BEGIN

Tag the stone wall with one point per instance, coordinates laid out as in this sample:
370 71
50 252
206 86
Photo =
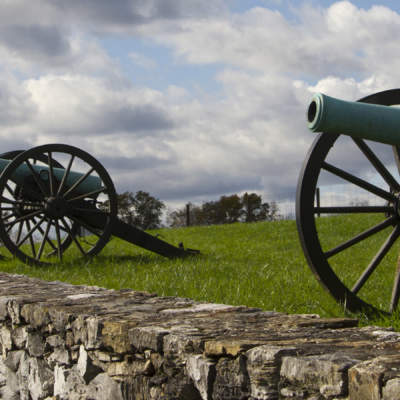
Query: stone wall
59 341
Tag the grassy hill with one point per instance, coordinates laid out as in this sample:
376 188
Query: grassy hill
257 265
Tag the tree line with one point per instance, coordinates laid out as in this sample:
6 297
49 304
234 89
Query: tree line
145 211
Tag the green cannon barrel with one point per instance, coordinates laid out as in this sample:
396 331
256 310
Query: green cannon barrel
361 120
89 184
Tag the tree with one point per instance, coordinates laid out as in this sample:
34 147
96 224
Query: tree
178 218
254 209
141 209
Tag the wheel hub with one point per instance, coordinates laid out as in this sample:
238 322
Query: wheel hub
56 207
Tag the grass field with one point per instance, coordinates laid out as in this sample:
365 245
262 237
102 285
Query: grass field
257 265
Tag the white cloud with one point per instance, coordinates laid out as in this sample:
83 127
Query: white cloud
251 136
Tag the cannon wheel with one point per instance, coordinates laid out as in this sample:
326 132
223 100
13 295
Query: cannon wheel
10 155
350 295
37 224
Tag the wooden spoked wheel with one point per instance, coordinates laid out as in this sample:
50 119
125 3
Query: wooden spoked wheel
361 270
48 211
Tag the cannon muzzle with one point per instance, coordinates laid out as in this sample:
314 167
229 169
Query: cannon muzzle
89 184
360 120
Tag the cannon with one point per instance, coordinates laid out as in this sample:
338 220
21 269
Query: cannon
57 199
356 269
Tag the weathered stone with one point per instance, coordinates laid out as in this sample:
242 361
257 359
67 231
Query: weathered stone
148 337
59 356
3 307
115 335
263 366
202 372
368 379
41 379
103 387
12 359
13 309
9 387
326 373
5 339
20 336
232 381
55 341
35 315
391 391
85 366
35 344
65 342
94 327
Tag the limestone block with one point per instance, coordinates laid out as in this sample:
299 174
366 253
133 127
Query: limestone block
232 381
325 373
5 339
9 388
94 328
13 309
35 315
23 376
263 366
59 356
35 344
85 366
55 341
40 380
391 391
115 335
202 372
12 359
68 384
20 336
371 378
103 387
148 337
3 307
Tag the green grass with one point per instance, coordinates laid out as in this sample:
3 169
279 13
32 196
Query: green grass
257 265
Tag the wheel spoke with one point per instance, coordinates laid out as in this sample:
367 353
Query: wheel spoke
376 260
10 190
51 179
37 179
394 301
358 182
65 176
19 233
382 170
58 236
353 209
8 201
44 240
360 237
30 232
7 217
25 217
78 182
46 236
73 236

END

◆ **THE TASK**
Omit all pictures and repeat the rest of the records verbatim.

◆ **ANSWER AREA**
Tag the stone wall with one point per instance, coordinates laid out as in this sample:
370 71
50 252
206 86
Photo =
Query: stone wall
59 341
Tag the grassy hill with one point per instance, coordinates laid out as in this sample:
376 188
Query: grassy hill
257 265
Tag the tree line with one point per instance, coordinates laid out as in this sample:
6 297
49 304
234 89
Query: tree line
145 211
Tag the green cannon barrel with one point per instance, coordinates laid out as in this sample:
396 331
256 310
Query: green cannon barrel
361 120
89 184
Tag the tree with one point per instance, coordinates laid out as in this sample:
34 147
96 224
Query: tree
178 218
254 209
141 209
Tag the wheel hub with one point per instance, coordinates laid out as in this sample:
238 322
Query: wheel hub
56 207
Tag the grass field with one point per instance, coordinates laid out as in this sample:
365 245
262 237
102 285
Query: grass field
257 265
Tag the white cloud with one point per instance, coordinates laid out as in this sample:
83 127
Query: white cloud
251 136
Tag the cannon wheel with one point per instance, coordinates laid out as in this sample:
326 132
223 100
13 295
Query: cannon wheel
10 155
350 295
37 224
Tag the wooden spoked wheel with one point per instance, coordinates laid out as in this sample:
50 119
125 3
Query: wooden spoked wheel
361 270
48 211
Tag the cannon muzzle with one point per instance, coordinates laid out as in this sample:
314 167
229 169
Query: cannon muzzle
89 184
360 120
Tag the cannon with one point per instance, coordinates laid out as in this sample:
338 220
21 269
Query: cannon
57 199
356 269
Tag the weathered stone with one point per instance, coordinates laid out as in this sample:
242 361
257 359
67 231
Query: weathered stone
148 337
59 356
3 307
115 335
263 366
202 372
368 379
41 379
103 387
12 359
13 309
9 387
326 373
5 339
20 336
232 381
55 341
35 315
391 391
85 366
35 344
65 342
94 327
Tag the limestone block with one point per instance, coordinates laid out as in this sample:
299 174
366 253
133 127
Query: limestone block
232 381
325 373
5 339
9 388
94 328
13 309
35 315
23 376
263 366
59 356
35 344
85 366
55 341
40 380
391 391
115 335
202 372
12 359
68 384
20 336
371 378
103 387
148 337
3 307
Tag the green grass with one point per instance, coordinates laid out as in this sample:
3 169
279 13
32 196
Query: green grass
257 265
Tag the wheel spoke with one point per instance, coordinates laid out as in this sample:
367 353
Query: wheel spoke
376 260
10 190
51 179
37 179
394 301
358 182
65 176
19 233
382 170
58 236
353 209
8 201
44 240
360 237
30 232
7 217
25 217
78 182
46 236
73 236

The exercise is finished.